Objective: Rewrite the records below from the line containing "Target: metal post" through the end of the records, requests included, multiplying each point coordinate in the answers by 0.6 and rounding to whole numbers, with halves rounded up. Leave the pictures out.
* START The records *
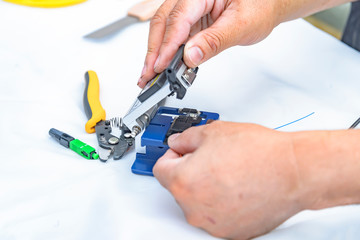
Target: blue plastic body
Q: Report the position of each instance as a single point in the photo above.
(154, 136)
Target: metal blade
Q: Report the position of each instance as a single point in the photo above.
(112, 28)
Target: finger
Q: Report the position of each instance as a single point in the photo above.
(184, 15)
(188, 141)
(156, 35)
(211, 41)
(164, 168)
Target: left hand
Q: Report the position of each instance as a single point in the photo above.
(233, 180)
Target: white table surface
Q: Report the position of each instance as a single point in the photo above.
(49, 192)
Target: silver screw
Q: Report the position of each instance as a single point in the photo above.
(113, 140)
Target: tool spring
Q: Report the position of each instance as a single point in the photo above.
(116, 122)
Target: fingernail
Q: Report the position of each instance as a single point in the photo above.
(173, 137)
(195, 55)
(143, 71)
(156, 63)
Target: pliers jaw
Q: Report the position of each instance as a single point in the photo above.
(110, 144)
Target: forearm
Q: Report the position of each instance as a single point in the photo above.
(292, 9)
(329, 167)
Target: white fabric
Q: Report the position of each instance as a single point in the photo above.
(49, 192)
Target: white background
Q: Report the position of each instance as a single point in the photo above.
(49, 192)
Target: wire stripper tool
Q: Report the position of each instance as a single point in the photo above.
(166, 122)
(175, 80)
(108, 143)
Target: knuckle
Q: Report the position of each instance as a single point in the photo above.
(174, 15)
(214, 40)
(158, 19)
(193, 219)
(179, 186)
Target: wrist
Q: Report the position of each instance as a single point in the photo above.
(328, 166)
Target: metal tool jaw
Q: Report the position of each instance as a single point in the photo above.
(167, 121)
(175, 80)
(110, 144)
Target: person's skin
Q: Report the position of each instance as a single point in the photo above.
(211, 26)
(241, 180)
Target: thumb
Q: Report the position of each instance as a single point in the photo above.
(211, 41)
(164, 169)
(188, 141)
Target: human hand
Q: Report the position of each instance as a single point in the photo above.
(233, 180)
(208, 26)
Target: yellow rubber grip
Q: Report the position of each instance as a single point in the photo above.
(93, 109)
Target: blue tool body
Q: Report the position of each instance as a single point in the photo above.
(155, 136)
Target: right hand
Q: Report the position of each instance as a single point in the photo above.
(208, 27)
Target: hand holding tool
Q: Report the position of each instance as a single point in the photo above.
(76, 145)
(141, 12)
(176, 79)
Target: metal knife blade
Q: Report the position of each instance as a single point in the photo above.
(112, 28)
(141, 12)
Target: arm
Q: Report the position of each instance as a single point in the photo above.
(242, 180)
(210, 26)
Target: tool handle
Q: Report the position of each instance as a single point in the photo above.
(145, 10)
(93, 109)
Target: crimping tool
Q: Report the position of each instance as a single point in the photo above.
(166, 122)
(176, 79)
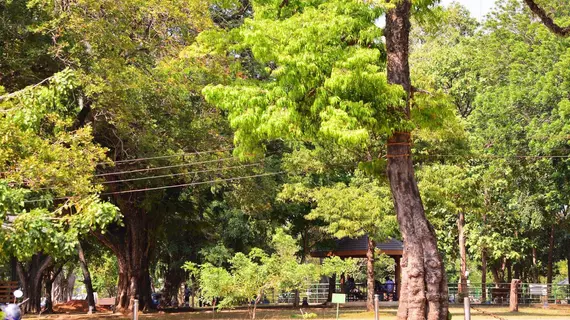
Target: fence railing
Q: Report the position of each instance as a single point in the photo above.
(498, 294)
(528, 293)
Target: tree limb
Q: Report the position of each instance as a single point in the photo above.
(546, 20)
(15, 93)
(418, 90)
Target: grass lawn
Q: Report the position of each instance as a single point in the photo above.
(525, 313)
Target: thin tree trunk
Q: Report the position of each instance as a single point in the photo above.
(332, 284)
(534, 266)
(86, 278)
(463, 291)
(484, 275)
(370, 274)
(424, 288)
(568, 262)
(550, 256)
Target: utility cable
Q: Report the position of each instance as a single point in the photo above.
(168, 175)
(169, 186)
(164, 157)
(163, 167)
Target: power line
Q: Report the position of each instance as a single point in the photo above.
(492, 156)
(156, 157)
(163, 167)
(168, 175)
(170, 186)
(194, 183)
(181, 174)
(164, 157)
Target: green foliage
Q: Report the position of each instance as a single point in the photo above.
(105, 273)
(45, 160)
(362, 207)
(249, 276)
(325, 80)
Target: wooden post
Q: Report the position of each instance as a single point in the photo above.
(514, 296)
(398, 276)
(467, 308)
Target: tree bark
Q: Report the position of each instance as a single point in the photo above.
(132, 245)
(534, 266)
(514, 296)
(568, 262)
(424, 287)
(86, 278)
(546, 20)
(463, 291)
(484, 275)
(172, 282)
(49, 279)
(550, 256)
(31, 280)
(63, 286)
(332, 285)
(370, 274)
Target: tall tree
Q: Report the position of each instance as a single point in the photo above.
(326, 79)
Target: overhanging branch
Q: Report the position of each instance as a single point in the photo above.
(547, 20)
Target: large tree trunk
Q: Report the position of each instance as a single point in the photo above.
(31, 280)
(132, 246)
(370, 275)
(463, 291)
(86, 278)
(424, 287)
(50, 277)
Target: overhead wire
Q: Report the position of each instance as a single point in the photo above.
(169, 175)
(167, 186)
(164, 157)
(163, 167)
(198, 153)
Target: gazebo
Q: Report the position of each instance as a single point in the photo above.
(356, 248)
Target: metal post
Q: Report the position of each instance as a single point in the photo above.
(467, 307)
(136, 309)
(376, 302)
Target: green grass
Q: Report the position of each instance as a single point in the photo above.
(525, 313)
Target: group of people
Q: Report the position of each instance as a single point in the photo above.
(386, 290)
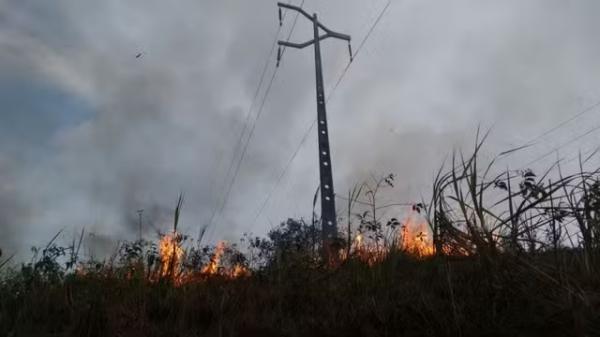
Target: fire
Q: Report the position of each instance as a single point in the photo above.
* END The records *
Output below:
Target: metal post
Q: Report the position of each instance as a single point in the photo above.
(280, 184)
(82, 185)
(226, 181)
Target: green grass
Q: Report the position of each instance as a single point in the photo above.
(315, 188)
Target: group of people
Q: Report the position of each instance as a single point in the photo above.
(232, 174)
Target: fire
Q: Report the position of each instance as a single point in the photo above.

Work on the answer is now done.